::: INPUT FOR THIS TASK

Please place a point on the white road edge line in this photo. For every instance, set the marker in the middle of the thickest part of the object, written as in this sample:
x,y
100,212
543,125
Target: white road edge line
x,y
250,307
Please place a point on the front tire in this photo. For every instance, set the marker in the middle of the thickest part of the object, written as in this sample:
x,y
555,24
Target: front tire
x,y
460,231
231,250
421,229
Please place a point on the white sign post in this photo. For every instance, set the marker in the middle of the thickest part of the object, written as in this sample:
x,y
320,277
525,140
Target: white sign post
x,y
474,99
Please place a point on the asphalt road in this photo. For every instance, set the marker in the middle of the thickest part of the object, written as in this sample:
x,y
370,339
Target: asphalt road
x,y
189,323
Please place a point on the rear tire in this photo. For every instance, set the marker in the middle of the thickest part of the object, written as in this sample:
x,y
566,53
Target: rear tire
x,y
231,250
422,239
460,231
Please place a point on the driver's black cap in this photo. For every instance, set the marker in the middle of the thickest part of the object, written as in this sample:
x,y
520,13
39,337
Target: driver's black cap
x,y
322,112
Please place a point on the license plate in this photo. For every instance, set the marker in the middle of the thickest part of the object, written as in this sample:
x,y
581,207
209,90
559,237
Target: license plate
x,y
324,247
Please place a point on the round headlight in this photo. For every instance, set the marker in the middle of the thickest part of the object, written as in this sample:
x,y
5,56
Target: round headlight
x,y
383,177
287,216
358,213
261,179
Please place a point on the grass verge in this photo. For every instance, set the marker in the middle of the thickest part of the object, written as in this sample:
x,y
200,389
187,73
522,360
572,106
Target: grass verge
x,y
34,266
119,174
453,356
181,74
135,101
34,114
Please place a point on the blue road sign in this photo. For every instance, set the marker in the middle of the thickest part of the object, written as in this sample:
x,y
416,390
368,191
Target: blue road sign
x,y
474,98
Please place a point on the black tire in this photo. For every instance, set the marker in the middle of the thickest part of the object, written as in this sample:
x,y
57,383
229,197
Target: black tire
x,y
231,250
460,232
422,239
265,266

::::::

[TASK TO COMPLETE]: Reproduce every line of the material above word for word, with nothing changed, added, or left out.

[CORRECT RESULT]:
Please place a point on the white road edge line in this photo. For every instance, set the marker in the middle of the thickest part of the object, written as in this sample:
x,y
100,212
543,125
Target: white road edge line
x,y
250,307
Please place a point on the front tire in this photo. For every instance, set the marker in the middle of the thickest part of the object, written as in this sample:
x,y
555,24
Target: front tire
x,y
460,231
231,250
421,229
Please place a point on the white sign post in this photo. For every instance, set the marker in the middle of the thickest part of the object, written as in this sample:
x,y
320,277
525,140
Target: white sign post
x,y
474,99
Please place a point on the asphalt road in this photo. For every instance, set the marker in the middle of the thickest part of the object, written as in this sample:
x,y
370,339
Target: asphalt road
x,y
189,323
Please place a point on the rear tire in this photo. For every instance, set the marker in the middle of the thickest part of the object, written as in this sample:
x,y
566,53
Target: rear tire
x,y
231,250
422,239
460,231
Please place a point on the driver's black cap in this photo. For every instance, set the marker in the middle of the thickest part of the object, written as in this sample:
x,y
520,13
39,337
Target: driver's black cap
x,y
322,112
Please place a point on the license plate in this photo. For every instance, set the marker in the middle of the thickest part of the object, written as in this sample:
x,y
581,207
209,90
559,237
Target: license plate
x,y
324,247
Please place a point on the round headlight in this photo. For every instance, set the marker in the middle of the thickest part of the object, written as in this sample:
x,y
5,56
Target: round headlight
x,y
383,177
287,216
358,213
261,179
Please place a point on the grass verge in this photo. For every instance, set the marker in the middle of the thickest part of the object, written as in this sample:
x,y
200,389
187,73
522,360
572,106
Target: grass verge
x,y
34,266
119,174
453,356
181,74
135,101
34,114
Please place a point on the blue road sign in this photo. For every instance, set the marker in the middle of the thickest part of the object, written as in this sample:
x,y
416,390
368,191
Target: blue road sign
x,y
474,98
Please place a point on the black tire in this photo. For every instance, set the marker in the middle of the thickest part of the object, written as in this sample:
x,y
57,383
229,197
Target: black tire
x,y
231,250
460,232
422,239
265,266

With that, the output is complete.